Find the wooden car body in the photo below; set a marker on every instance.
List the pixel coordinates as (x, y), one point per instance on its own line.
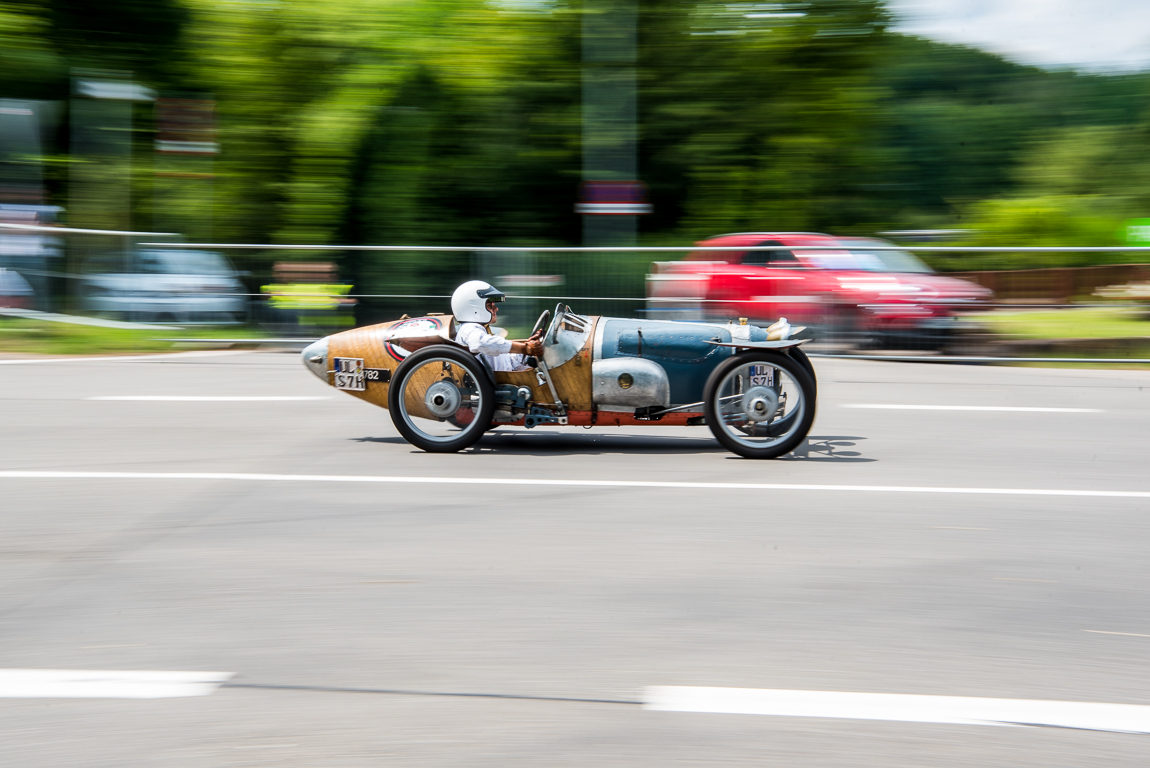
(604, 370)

---------------

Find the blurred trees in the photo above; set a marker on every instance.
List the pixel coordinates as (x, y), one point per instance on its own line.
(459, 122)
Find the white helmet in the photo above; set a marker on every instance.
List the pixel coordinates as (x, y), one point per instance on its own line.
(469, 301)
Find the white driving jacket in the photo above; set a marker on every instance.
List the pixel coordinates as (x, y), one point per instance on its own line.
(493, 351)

---------------

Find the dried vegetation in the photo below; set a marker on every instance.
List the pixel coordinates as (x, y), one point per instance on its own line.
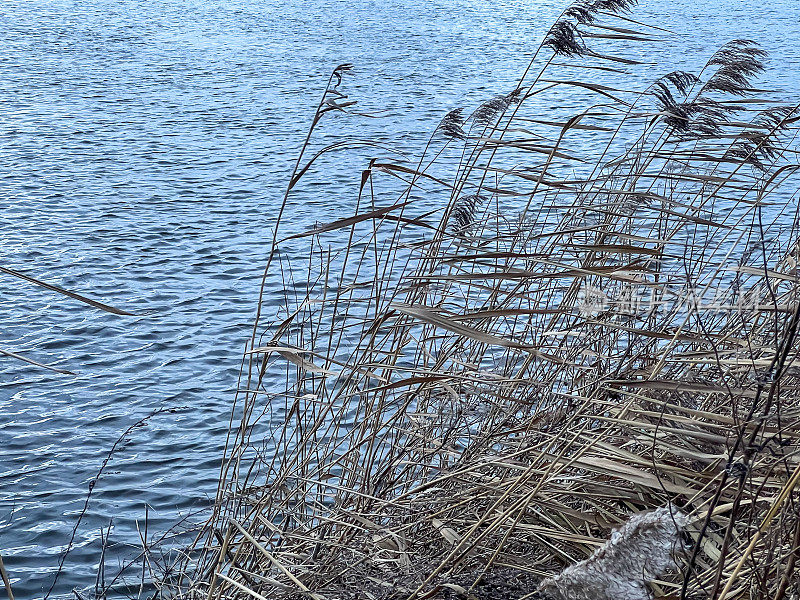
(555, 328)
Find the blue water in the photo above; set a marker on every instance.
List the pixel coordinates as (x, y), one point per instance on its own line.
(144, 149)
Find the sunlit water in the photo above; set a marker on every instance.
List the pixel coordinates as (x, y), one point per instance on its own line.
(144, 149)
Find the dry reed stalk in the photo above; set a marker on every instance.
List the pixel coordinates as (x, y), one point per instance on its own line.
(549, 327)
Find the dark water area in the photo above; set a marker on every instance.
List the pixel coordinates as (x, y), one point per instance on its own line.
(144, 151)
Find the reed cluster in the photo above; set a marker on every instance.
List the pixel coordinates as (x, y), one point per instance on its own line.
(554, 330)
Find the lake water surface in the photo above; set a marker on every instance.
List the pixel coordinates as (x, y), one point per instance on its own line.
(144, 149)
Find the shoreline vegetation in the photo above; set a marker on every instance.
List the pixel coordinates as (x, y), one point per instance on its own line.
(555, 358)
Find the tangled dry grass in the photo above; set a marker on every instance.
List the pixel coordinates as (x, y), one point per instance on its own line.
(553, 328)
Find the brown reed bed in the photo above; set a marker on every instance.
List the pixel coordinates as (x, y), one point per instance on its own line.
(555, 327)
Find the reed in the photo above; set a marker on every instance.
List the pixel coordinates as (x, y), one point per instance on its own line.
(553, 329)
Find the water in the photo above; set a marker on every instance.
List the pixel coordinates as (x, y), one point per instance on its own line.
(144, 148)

---------------

> _EXERCISE DESCRIPTION_
All lines above with the word "vegetation" need to be reported.

> _RESPONSE TO THIS EXERCISE_
Find the dried vegetation in the photo below; set a marker on every instance.
Find the shoreline vegetation in the photo above; set a marker on every instance.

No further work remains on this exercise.